YOUR TASK -> Of the lines listed below, return exactly those that run from the line containing "120L210 55L110 57L142" through the line containing "Mark the region of the tiered stone wall.", both included.

━━━━

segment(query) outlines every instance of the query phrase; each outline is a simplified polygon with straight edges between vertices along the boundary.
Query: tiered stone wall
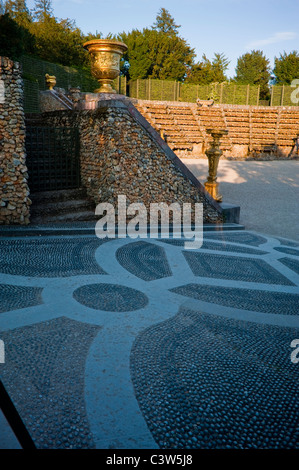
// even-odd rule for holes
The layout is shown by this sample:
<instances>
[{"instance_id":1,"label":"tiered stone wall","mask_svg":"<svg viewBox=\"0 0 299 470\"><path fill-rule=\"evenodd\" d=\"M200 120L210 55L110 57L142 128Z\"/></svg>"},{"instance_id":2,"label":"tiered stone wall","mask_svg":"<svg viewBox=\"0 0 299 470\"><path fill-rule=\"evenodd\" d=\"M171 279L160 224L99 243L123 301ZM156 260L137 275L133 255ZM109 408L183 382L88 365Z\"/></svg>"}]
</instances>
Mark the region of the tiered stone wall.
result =
<instances>
[{"instance_id":1,"label":"tiered stone wall","mask_svg":"<svg viewBox=\"0 0 299 470\"><path fill-rule=\"evenodd\" d=\"M299 135L299 107L199 106L193 103L134 100L137 109L180 157L205 157L208 128L227 129L227 158L290 158ZM298 155L297 155L298 156Z\"/></svg>"},{"instance_id":2,"label":"tiered stone wall","mask_svg":"<svg viewBox=\"0 0 299 470\"><path fill-rule=\"evenodd\" d=\"M78 127L81 180L95 203L201 202L205 223L223 221L221 207L129 100L99 101L98 109L42 115L48 126Z\"/></svg>"},{"instance_id":3,"label":"tiered stone wall","mask_svg":"<svg viewBox=\"0 0 299 470\"><path fill-rule=\"evenodd\" d=\"M23 88L19 64L0 57L0 224L28 224Z\"/></svg>"}]
</instances>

━━━━

REPLY TO THE TASK ->
[{"instance_id":1,"label":"tiered stone wall","mask_svg":"<svg viewBox=\"0 0 299 470\"><path fill-rule=\"evenodd\" d=\"M200 120L210 55L110 57L142 128Z\"/></svg>"},{"instance_id":2,"label":"tiered stone wall","mask_svg":"<svg viewBox=\"0 0 299 470\"><path fill-rule=\"evenodd\" d=\"M171 279L160 224L99 243L123 301ZM156 260L137 275L133 255ZM109 408L183 382L88 365Z\"/></svg>"}]
</instances>
Mark the region of the tiered stone wall.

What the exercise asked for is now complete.